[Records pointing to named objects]

# # # #

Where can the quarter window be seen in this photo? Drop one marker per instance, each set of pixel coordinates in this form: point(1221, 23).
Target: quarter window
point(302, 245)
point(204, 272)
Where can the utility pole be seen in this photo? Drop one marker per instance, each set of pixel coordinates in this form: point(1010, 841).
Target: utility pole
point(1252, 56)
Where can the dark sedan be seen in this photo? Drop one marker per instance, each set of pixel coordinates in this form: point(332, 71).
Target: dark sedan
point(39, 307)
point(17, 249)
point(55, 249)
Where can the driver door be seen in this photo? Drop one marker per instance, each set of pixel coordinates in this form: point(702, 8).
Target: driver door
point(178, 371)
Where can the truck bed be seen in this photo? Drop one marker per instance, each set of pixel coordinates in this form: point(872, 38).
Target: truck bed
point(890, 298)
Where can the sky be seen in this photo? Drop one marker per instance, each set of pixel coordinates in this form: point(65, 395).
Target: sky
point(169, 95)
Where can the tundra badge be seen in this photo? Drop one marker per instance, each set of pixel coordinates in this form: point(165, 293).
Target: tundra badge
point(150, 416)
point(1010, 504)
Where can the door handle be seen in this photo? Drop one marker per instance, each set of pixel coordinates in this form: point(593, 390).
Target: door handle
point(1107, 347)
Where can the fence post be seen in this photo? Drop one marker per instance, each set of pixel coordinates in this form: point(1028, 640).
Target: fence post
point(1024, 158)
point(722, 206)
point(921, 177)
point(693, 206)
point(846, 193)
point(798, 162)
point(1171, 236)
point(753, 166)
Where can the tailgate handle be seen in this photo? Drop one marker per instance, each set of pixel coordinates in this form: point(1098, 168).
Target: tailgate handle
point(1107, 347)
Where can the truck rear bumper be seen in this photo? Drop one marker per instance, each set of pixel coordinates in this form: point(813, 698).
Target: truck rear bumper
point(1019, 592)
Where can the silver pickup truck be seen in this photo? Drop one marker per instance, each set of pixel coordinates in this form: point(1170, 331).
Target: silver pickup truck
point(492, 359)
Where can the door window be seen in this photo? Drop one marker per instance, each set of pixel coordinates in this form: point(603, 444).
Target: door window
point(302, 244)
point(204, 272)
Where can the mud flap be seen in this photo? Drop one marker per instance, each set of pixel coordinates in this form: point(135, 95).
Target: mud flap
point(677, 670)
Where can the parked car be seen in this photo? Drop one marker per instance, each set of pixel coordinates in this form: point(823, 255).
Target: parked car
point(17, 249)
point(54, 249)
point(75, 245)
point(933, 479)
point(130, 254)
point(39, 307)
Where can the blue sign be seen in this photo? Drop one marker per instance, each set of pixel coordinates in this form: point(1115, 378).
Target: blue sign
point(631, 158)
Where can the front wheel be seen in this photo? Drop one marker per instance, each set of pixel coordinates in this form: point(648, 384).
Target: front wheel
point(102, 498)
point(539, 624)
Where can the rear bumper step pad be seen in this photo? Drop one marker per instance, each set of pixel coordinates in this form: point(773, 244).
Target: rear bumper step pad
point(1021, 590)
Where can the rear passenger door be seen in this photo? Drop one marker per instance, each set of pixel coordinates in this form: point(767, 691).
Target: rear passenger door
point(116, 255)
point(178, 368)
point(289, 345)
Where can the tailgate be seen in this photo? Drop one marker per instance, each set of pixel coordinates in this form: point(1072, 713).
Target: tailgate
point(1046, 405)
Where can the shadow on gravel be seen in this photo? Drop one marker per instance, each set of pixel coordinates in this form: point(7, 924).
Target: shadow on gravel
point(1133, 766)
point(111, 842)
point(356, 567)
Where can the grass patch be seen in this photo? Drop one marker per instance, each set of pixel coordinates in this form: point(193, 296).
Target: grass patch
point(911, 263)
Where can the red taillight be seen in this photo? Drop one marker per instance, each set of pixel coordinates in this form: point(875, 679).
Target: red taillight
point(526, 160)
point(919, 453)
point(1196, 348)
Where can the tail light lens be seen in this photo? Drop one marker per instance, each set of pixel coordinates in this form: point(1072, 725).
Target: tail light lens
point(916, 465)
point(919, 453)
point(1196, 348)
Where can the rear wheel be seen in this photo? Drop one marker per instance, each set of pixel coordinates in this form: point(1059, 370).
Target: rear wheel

# # # #

▶ Work to complete
Express every line of the records above as a JSON list of strings, one string per line, leaving out blank lines.

▶ Worked answer
[
  "Where can the quarter window be seen in this photo? Drop one marker per instance, each set of pixel coordinates in this form: point(1221, 23).",
  "Target: quarter window",
  "point(302, 245)",
  "point(204, 272)",
  "Where can the utility pole be seen in this photo? Drop one marker per instance, each set of pixel coordinates in this form: point(1010, 841).",
  "Target: utility pole",
  "point(1252, 56)",
  "Where can the dark sedan be seen in this photo? Drop one marker per instance, each set of pixel coordinates in this form: point(332, 71).",
  "Target: dark sedan",
  "point(39, 307)",
  "point(17, 249)",
  "point(55, 249)",
  "Where can the driver door be seen in this photo? Drop one marker per instance, each set of pixel coordinates in this form: point(702, 8).",
  "Target: driver door",
  "point(178, 371)",
  "Where can the truck bed be seen in this photo? Drop one marker per instance, each set of pixel coordinates in this form: point(872, 38).",
  "Target: truck bed",
  "point(890, 298)",
  "Where can the sky be seen in this photo? Drop one marker per instance, each set of pixel coordinates in this form: point(65, 395).",
  "Target: sky",
  "point(169, 95)",
  "Where can the tundra badge be seen in this photo? Drop one marker per instance, each set of pixel coordinates in this form: point(165, 293).",
  "Target: tundra badge",
  "point(150, 416)",
  "point(1010, 504)",
  "Where can the door handle be seen in this photo? Drop one marker per instance, each set of pixel coordinates in this form: point(593, 390).",
  "Target: door handle",
  "point(1107, 347)",
  "Where can the fence post be seen in this photo? Drop one marker per instance, each set of pixel coordinates in this form: point(1028, 640).",
  "Target: fence post",
  "point(1024, 158)",
  "point(722, 206)",
  "point(921, 177)",
  "point(693, 206)",
  "point(846, 193)",
  "point(798, 162)",
  "point(1171, 236)",
  "point(753, 166)",
  "Where can the tailgate handle be seen in this photo? Drop one marker per instance, each set of pixel coordinates in this form: point(1098, 168).",
  "Target: tailgate handle",
  "point(1107, 347)",
  "Where can the truck rear bumper be seen in this photo? Drop one marker per instance, each set of pixel coordinates in this form: point(813, 698).",
  "Target: truck rear bumper",
  "point(1019, 592)",
  "Where can the silver pickup truck be seen in this photo? Drop one marker per instance, each set of pixel coordinates in this form: point(1170, 331).",
  "Target: silver pickup truck",
  "point(492, 359)",
  "Where can the door window be seen in this photo? Drop one marker per instance, each set of pixel coordinates in this form: point(603, 444).",
  "Target: door window",
  "point(302, 244)",
  "point(204, 272)",
  "Where can the mud flap be seen in this photo? Drop one marker per instance, each set of pixel coordinates in this form: point(135, 95).",
  "Target: mud flap",
  "point(677, 670)",
  "Where can the parked car be seen in this photo? Drop one marker per instance, each set of pixel coordinates in this form: point(823, 255).",
  "Target: parked car",
  "point(17, 249)",
  "point(54, 249)",
  "point(75, 245)",
  "point(933, 479)",
  "point(130, 254)",
  "point(39, 307)",
  "Where can the blue sign be seen in this photo? Drop one marker per instance, each set of pixel coordinates in this form: point(1115, 378).",
  "Target: blue sign",
  "point(631, 158)",
  "Where can the front wheel be seen in this photo? Drop one marker per instance, each set of pixel coordinates in this form: point(648, 384).",
  "Target: front wheel",
  "point(102, 498)",
  "point(539, 624)",
  "Where can the rear bumper step pad be seen in this photo? Drop one marker per instance, each set of pixel coordinates in this form: point(773, 244).",
  "Target: rear bumper step pad",
  "point(1021, 590)",
  "Where can the rear passenger door be seen in this photo? Drop one marker per instance, each set of pixel coordinates in this form: point(767, 691).",
  "Target: rear passenger door",
  "point(116, 255)",
  "point(178, 368)",
  "point(289, 345)",
  "Where can the tailgate be seen in this photo? Drop one marker per instance, each set of pixel coordinates in this form: point(1072, 713).",
  "Target: tailgate",
  "point(1046, 405)",
  "Where can the shadow on gravel be seen in this photo? Drop one marker per instance, each set of pixel coordinates in this form: point(7, 924).",
  "Target: shadow on gravel",
  "point(1133, 766)",
  "point(111, 842)",
  "point(356, 567)",
  "Where can the grass patch be seen in this photo? Drop one marker per instance, each set of pixel coordinates in this form: point(193, 296).",
  "Target: grass patch",
  "point(911, 263)",
  "Where can the red taillight be seen in this photo? Drop one marker per instance, each set of pixel coordinates in this form: point(875, 679).",
  "Target: red taillight",
  "point(526, 160)",
  "point(919, 453)",
  "point(1196, 348)",
  "Where can the tail light lens be seen in this photo? Drop one marker per instance, each set of pixel coordinates in this form: point(1072, 725).",
  "Target: tail light lens",
  "point(916, 465)",
  "point(919, 453)",
  "point(1196, 348)",
  "Where can the rear wheel be seen in this photo? Drop one marker per instance, each set of pixel coordinates in this form: point(1059, 370).",
  "Target: rear wheel"
]